Which of the lines below contain the word "window"? Locate each one and copy it in full, matching case exactly.

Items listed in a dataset
* * *

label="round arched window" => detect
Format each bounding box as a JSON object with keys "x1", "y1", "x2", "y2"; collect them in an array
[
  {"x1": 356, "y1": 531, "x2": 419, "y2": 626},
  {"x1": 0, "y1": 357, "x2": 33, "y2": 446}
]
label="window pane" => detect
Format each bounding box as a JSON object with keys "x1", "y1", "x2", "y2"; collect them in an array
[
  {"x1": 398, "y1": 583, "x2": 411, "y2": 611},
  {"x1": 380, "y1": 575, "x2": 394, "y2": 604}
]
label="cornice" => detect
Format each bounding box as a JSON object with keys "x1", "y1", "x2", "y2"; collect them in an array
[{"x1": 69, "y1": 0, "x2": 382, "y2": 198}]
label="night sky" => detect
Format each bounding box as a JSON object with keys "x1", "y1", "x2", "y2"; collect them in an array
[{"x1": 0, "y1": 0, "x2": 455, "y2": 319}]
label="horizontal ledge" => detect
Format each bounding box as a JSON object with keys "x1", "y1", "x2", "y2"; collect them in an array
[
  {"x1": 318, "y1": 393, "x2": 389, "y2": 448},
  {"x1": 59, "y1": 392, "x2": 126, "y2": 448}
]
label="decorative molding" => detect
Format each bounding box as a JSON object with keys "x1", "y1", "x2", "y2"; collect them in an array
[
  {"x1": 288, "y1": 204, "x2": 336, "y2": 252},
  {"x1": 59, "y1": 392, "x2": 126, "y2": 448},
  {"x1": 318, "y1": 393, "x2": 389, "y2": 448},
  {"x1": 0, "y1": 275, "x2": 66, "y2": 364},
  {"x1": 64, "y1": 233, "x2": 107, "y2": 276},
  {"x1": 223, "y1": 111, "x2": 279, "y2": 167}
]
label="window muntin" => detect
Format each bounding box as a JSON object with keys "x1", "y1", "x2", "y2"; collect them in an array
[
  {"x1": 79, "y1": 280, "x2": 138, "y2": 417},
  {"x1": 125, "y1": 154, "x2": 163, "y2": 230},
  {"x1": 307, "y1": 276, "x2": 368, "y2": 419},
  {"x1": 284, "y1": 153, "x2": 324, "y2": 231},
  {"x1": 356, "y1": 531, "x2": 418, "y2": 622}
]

* * *

### [Solution to this exercise]
label="round arched window" => detect
label="window pane" => detect
label="window muntin" => detect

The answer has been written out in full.